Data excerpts
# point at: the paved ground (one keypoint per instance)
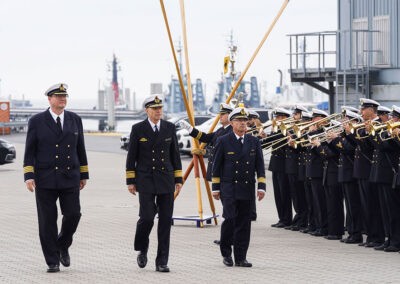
(103, 246)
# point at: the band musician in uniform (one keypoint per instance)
(238, 157)
(55, 167)
(154, 170)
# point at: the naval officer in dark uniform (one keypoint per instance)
(55, 167)
(154, 170)
(238, 158)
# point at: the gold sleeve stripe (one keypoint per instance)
(84, 169)
(199, 135)
(130, 174)
(178, 173)
(261, 179)
(29, 169)
(216, 180)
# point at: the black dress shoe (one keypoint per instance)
(243, 263)
(333, 237)
(142, 259)
(391, 249)
(162, 268)
(227, 260)
(53, 268)
(64, 257)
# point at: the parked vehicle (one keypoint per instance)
(7, 152)
(198, 119)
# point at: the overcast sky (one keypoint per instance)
(43, 42)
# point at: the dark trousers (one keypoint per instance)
(46, 203)
(319, 205)
(392, 198)
(282, 197)
(353, 209)
(335, 211)
(371, 211)
(310, 209)
(150, 205)
(299, 200)
(235, 230)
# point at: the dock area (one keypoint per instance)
(102, 251)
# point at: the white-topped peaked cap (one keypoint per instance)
(153, 101)
(319, 113)
(57, 89)
(383, 110)
(353, 109)
(368, 103)
(225, 108)
(395, 111)
(253, 114)
(239, 112)
(281, 111)
(299, 108)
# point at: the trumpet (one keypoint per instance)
(298, 130)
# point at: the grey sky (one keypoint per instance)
(43, 42)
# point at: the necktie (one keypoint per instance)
(59, 123)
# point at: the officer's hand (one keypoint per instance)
(30, 185)
(216, 195)
(185, 125)
(132, 189)
(178, 187)
(82, 184)
(260, 194)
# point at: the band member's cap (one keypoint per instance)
(281, 111)
(253, 114)
(153, 101)
(346, 108)
(396, 111)
(299, 108)
(319, 113)
(225, 108)
(383, 110)
(239, 112)
(353, 115)
(57, 89)
(368, 103)
(305, 115)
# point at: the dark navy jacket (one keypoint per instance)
(153, 162)
(210, 139)
(53, 159)
(235, 167)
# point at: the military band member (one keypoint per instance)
(297, 190)
(154, 170)
(55, 167)
(349, 184)
(314, 171)
(280, 181)
(238, 158)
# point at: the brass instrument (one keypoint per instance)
(298, 130)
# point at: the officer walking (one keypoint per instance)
(55, 167)
(238, 157)
(154, 170)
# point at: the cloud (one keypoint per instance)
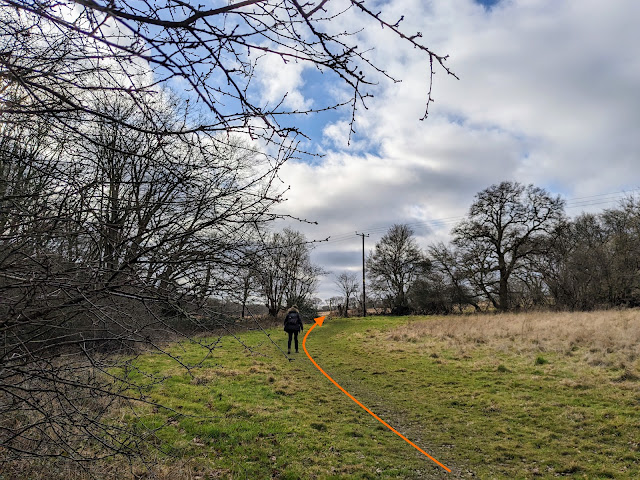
(548, 94)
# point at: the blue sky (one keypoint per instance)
(549, 94)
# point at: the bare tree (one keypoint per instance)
(59, 54)
(349, 286)
(126, 210)
(110, 240)
(285, 272)
(394, 264)
(507, 224)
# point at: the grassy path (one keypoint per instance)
(482, 411)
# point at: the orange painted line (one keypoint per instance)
(304, 347)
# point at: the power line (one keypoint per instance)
(572, 203)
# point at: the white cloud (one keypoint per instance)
(548, 94)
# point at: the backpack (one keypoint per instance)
(291, 322)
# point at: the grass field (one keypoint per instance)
(496, 396)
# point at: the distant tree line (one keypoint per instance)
(515, 250)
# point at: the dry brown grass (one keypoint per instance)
(605, 338)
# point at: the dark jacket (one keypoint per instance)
(293, 321)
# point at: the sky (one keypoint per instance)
(549, 94)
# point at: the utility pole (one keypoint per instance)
(364, 292)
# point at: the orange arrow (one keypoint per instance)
(319, 321)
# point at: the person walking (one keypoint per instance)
(293, 325)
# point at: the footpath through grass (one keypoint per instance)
(483, 411)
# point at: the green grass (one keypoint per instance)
(482, 411)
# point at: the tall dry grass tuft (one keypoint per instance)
(605, 337)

WHAT YOU WILL DO
Output all data exactly, omitting images.

EXERCISE RESULT
# point at: the paved ground (one keypoint per instance)
(103, 246)
# point at: the band musician in uniform (one keypoint per instance)
(238, 157)
(55, 167)
(154, 170)
# point at: the naval officer in dark uniform (one keypoint per instance)
(55, 167)
(154, 170)
(238, 158)
# point at: the gold sleeve stripe (one keypoint per instance)
(84, 169)
(199, 135)
(130, 174)
(178, 173)
(261, 179)
(29, 169)
(216, 180)
# point at: the black dress shoe (one keypoint per instance)
(243, 263)
(333, 237)
(142, 259)
(391, 249)
(162, 268)
(227, 260)
(53, 268)
(64, 257)
# point at: the parked vehicle (one keypoint per instance)
(7, 152)
(198, 119)
# point at: the overcast sky (one keypoint per instance)
(43, 42)
# point at: the dark trousers (one keypoint per instance)
(46, 203)
(319, 205)
(392, 198)
(282, 197)
(353, 209)
(335, 211)
(371, 211)
(310, 209)
(150, 205)
(299, 200)
(235, 230)
# point at: the dock area (one keypoint per instance)
(102, 251)
# point at: the white-topped peaked cap (one keypoint per instance)
(153, 101)
(319, 113)
(57, 89)
(383, 110)
(353, 109)
(368, 103)
(225, 108)
(395, 111)
(253, 114)
(239, 112)
(281, 111)
(299, 108)
# point at: the trumpet (one keypoint per instance)
(298, 130)
# point at: the grey sky (one keypoint per instance)
(43, 42)
# point at: the necktie (one keypoint per instance)
(59, 123)
# point at: the officer's hand (one keypoint per instance)
(30, 185)
(216, 195)
(185, 125)
(132, 189)
(178, 187)
(82, 184)
(260, 194)
# point at: the band member's cap (one keypoint per instance)
(281, 111)
(253, 114)
(153, 101)
(346, 108)
(396, 111)
(299, 108)
(319, 113)
(225, 108)
(383, 110)
(239, 112)
(353, 115)
(57, 89)
(368, 103)
(305, 115)
# point at: the dark navy jacket (one keypoint per instance)
(153, 162)
(210, 139)
(53, 159)
(235, 167)
# point at: the military band member (one keypoint per instance)
(297, 190)
(154, 170)
(55, 167)
(349, 184)
(314, 171)
(280, 181)
(238, 158)
# point at: the brass instrument (one keypoint per instance)
(298, 130)
# point at: the officer walking (one keypoint per instance)
(55, 167)
(238, 157)
(154, 170)
# point at: the cloud (one keypoint per instance)
(548, 94)
# point at: the blue sky (one keypoint per instance)
(549, 94)
# point at: the bare tree (one keypoint per instance)
(59, 54)
(349, 286)
(126, 210)
(110, 240)
(285, 272)
(394, 264)
(507, 224)
# point at: the grassy path (one keypoint per instance)
(482, 411)
# point at: the orange painted line (one keypoint per instance)
(304, 347)
# point at: the power line (one keypoint per instance)
(572, 203)
# point at: the white cloud (one keypoint per instance)
(548, 94)
# point at: the backpack (one keypoint per instance)
(291, 322)
# point at: the grass field (one keypoint per instance)
(496, 396)
# point at: the distant tree line (one keypoint per instance)
(515, 250)
# point at: the dry brown grass (one keypoint per instance)
(605, 338)
# point at: the dark jacket (one keypoint per instance)
(293, 321)
# point at: the sky (one keypoint per instance)
(549, 94)
# point at: the utility pole (one keypoint per instance)
(364, 292)
# point at: the orange arrow (one keypoint per instance)
(319, 321)
# point at: the person walking (one keypoint per instance)
(293, 325)
# point at: the footpath through grass (one keypoint per instance)
(483, 411)
# point at: the green grass (one keypoint per instance)
(482, 411)
# point at: the tall dry grass tuft (one keypoint per instance)
(605, 337)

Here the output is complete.